Tried distcp but it fails. Is there a way to merge them? Or else I could
write a pig script to load from multiple paths
org.apache.hadoop.tools.DistCp$DuplicationException: Invalid input, there
are duplicated files in the sources:
On Sat, Dec 22, 2012 at 11:24 AM, Ted Dunning <[EMAIL PROTECTED]> wrote:
> The technical term for this is "copying". You may have heard of it.
> It is a subject of such long technical standing that many do not consider
> it worthy of detailed documentation.
> Distcp effects a similar process and can be modified to combine the input
> files into a single file.
> On Sat, Dec 22, 2012 at 10:54 AM, Barak Yaish <[EMAIL PROTECTED]>wrote:
>> Can you please attach HOW-TO links for the alternatives you mentioned?
>> On Sat, Dec 22, 2012 at 10:46 AM, Harsh J <[EMAIL PROTECTED]> wrote:
>>> Yes, via the simple act of opening a target stream and writing all
>>> source streams into it. Or to save code time, an identity job with a
>>> single reducer (you may not get control over ordering this way).
>>> On Sat, Dec 22, 2012 at 12:10 PM, Mohit Anchlia <[EMAIL PROTECTED]>
>>> > Is it possible to merge files from different locations from HDFS
>>> > into one file into HDFS location?
>>> Harsh J
***
__EXERCISE REQUIREMENTS__:
[1] Answer from the thread:
(a) Which exception does distcp raise?
(b) What does the first poster consider writing instead?
(c) How many reducers does the identity job use in the suggested shortcut?
[2] Copy the thread starting at "Tried distcp but" and ending at "a single file.", renaming "technical" to "engineering" throughout.
The listing has no connection to the thread.
***
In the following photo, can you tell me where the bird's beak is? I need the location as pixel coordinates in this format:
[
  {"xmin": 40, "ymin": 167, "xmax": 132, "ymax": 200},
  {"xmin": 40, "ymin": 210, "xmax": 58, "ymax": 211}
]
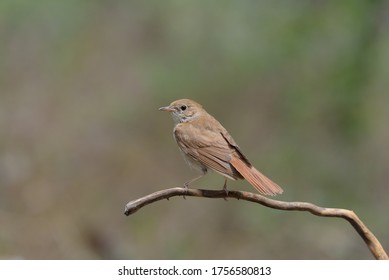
***
__SOLVED PROBLEMS__:
[1]
(a) org.apache.hadoop.tools.DistCp$DuplicationException
(b) A pig script to load from multiple paths
(c) A single reducer

[2]
Tried distcp but it fails. Is there a way to merge them? Or else I could
write a pig script to load from multiple paths
org.apache.hadoop.tools.DistCp$DuplicationException: Invalid input, there
are duplicated files in the sources:
On Sat, Dec 22, 2012 at 11:24 AM, Ted Dunning <[EMAIL PROTECTED]> wrote:
> The engineering term for this is "copying". You may have heard of it.
> It is a subject of such long engineering standing that many do not consider
> it worthy of detailed documentation.
> Distcp effects a similar process and can be modified to combine the input
> files into a single file.